*What is expected:*
Which lines in the records below contain the string "outdoor"? Collect each of them and copy it out in full.
--- start Entries ---
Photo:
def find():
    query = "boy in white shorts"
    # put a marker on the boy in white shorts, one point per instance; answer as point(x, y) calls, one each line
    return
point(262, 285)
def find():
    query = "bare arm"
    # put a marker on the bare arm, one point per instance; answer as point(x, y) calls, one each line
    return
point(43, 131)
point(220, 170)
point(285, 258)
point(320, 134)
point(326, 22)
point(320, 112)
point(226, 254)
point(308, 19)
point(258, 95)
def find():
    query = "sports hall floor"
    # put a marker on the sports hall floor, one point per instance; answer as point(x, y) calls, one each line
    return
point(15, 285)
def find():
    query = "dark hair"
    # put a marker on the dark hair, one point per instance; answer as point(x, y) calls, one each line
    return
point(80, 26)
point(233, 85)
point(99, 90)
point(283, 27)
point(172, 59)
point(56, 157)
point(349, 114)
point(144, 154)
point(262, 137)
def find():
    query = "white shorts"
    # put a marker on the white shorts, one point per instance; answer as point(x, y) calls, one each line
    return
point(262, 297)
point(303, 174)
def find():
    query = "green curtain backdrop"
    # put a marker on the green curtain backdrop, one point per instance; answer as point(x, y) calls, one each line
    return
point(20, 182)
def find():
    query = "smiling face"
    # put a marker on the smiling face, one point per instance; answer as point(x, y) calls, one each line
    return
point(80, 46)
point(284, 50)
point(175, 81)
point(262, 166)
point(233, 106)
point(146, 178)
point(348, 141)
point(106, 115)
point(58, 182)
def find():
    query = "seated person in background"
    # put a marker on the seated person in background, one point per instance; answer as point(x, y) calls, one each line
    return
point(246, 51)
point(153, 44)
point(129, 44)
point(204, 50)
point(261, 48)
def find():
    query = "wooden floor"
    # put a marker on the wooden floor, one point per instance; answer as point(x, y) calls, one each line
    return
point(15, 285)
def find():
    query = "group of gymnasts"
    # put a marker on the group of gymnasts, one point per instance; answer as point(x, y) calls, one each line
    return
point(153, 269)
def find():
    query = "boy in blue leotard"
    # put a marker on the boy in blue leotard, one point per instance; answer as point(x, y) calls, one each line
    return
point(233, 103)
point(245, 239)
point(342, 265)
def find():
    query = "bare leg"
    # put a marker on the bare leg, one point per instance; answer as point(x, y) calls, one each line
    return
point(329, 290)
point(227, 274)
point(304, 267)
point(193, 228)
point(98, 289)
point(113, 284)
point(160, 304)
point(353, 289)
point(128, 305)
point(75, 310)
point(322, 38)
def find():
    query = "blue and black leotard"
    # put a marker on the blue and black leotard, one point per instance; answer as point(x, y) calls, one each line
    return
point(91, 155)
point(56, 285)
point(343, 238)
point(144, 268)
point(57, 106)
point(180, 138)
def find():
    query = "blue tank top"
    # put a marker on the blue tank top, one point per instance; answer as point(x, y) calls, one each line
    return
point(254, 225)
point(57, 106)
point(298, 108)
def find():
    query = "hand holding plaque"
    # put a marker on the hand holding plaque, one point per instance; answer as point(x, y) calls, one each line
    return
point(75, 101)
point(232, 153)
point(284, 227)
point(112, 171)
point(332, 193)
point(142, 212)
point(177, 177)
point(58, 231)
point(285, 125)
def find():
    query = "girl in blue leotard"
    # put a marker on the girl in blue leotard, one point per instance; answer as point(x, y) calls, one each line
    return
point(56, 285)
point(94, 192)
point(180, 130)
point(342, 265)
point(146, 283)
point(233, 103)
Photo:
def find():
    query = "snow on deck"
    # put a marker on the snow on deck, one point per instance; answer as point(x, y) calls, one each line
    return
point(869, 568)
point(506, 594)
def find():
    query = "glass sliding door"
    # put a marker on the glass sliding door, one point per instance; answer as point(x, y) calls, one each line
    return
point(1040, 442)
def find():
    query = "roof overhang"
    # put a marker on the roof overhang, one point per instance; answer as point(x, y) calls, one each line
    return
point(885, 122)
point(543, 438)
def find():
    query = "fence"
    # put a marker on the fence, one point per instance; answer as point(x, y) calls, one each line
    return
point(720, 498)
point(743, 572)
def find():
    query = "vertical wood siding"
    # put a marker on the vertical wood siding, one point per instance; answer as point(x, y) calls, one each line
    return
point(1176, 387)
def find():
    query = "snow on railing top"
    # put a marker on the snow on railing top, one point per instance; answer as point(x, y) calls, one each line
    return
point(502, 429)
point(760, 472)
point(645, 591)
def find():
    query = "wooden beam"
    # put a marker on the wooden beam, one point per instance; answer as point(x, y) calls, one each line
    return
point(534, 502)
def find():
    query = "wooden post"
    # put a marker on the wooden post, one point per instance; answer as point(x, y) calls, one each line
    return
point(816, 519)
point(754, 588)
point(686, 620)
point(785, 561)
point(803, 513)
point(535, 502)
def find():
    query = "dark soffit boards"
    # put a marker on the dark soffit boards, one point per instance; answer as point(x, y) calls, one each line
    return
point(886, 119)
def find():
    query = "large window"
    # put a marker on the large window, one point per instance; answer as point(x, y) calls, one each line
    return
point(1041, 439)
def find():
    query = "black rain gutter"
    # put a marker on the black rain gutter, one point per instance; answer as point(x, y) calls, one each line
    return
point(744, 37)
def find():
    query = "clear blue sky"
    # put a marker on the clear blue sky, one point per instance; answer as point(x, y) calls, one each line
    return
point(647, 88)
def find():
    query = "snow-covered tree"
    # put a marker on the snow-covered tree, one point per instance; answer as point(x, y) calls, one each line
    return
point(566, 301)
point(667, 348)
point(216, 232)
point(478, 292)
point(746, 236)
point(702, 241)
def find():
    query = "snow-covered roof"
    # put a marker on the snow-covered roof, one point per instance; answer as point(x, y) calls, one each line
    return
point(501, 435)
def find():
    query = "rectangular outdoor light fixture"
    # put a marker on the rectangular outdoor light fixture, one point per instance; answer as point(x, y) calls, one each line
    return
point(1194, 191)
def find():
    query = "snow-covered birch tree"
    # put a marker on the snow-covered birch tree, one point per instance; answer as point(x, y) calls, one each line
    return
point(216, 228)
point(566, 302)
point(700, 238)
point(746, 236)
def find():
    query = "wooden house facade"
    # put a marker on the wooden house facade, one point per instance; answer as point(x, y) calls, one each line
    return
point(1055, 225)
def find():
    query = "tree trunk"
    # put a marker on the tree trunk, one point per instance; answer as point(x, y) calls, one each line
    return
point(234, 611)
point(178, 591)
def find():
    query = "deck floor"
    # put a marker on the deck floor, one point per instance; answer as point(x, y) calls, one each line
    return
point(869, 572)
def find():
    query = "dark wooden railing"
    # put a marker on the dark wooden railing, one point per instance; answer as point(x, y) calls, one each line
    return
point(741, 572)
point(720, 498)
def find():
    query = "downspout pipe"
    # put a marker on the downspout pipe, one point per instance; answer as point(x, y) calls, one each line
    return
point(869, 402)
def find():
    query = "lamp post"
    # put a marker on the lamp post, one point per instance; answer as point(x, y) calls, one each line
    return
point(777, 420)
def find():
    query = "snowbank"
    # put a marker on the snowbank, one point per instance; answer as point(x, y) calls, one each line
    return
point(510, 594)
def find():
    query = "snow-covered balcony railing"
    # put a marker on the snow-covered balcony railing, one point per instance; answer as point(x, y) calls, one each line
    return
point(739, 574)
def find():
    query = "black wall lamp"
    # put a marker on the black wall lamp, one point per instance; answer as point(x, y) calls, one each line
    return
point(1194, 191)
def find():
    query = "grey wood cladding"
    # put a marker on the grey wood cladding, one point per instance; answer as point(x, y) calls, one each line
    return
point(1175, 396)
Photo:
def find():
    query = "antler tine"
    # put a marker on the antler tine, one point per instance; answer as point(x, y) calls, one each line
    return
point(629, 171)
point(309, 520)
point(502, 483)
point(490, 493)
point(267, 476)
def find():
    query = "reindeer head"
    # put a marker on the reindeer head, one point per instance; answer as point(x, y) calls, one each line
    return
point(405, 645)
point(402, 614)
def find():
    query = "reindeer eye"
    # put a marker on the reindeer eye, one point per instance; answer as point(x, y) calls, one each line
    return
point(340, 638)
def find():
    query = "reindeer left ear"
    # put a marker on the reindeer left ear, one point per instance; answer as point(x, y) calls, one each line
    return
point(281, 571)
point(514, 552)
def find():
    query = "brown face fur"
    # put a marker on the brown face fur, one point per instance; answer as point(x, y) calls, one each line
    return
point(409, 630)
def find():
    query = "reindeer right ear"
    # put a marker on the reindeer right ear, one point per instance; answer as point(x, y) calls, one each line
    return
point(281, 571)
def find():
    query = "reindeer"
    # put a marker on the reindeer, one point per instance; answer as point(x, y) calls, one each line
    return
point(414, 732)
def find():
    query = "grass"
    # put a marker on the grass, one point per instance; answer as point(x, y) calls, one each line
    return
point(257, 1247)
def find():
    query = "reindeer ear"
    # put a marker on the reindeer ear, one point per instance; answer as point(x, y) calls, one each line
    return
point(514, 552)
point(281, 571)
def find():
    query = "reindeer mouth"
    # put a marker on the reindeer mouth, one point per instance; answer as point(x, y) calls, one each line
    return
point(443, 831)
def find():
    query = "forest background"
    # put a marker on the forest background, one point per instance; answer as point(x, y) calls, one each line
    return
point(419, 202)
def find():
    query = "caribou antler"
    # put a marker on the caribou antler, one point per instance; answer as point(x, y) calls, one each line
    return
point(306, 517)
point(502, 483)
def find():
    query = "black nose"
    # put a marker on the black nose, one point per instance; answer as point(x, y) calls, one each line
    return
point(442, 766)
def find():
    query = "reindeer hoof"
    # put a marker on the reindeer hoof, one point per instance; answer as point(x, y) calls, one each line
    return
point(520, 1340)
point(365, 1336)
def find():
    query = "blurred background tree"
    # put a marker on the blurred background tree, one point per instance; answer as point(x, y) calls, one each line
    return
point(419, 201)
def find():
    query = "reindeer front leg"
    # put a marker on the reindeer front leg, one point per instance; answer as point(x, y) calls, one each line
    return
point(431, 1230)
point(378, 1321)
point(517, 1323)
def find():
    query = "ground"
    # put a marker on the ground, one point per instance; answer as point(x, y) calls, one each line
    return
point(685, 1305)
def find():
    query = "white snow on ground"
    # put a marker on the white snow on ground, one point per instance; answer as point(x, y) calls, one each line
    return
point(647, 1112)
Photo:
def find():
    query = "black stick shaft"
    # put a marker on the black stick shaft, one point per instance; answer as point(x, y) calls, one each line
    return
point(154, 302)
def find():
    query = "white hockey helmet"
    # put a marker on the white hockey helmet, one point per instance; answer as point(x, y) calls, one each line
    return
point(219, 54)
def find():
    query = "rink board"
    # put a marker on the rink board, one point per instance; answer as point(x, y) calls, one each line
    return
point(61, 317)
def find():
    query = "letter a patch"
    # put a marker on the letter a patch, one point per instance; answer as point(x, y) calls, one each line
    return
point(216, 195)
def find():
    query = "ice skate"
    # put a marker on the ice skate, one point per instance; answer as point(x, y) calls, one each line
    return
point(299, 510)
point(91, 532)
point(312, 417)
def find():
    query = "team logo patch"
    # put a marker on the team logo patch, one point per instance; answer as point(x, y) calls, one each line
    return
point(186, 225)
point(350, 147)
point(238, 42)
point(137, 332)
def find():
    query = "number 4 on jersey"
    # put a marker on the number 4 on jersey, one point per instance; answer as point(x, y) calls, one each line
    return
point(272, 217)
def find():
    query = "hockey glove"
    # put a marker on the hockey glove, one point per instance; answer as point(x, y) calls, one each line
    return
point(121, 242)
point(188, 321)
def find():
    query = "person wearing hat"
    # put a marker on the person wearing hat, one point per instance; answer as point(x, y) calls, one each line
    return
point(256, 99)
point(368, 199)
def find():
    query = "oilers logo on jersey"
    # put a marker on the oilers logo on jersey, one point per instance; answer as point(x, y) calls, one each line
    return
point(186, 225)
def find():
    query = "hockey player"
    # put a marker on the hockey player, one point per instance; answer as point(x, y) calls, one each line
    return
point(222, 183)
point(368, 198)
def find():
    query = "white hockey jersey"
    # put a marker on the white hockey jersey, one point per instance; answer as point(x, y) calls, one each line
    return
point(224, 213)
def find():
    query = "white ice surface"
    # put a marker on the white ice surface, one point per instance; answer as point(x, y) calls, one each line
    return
--- end Entries ---
*Complete answer:*
    query = "rectangular outdoor light fixture"
    # put a marker on the rectangular outdoor light fixture, one point per instance; answer as point(x, y) calls, one each line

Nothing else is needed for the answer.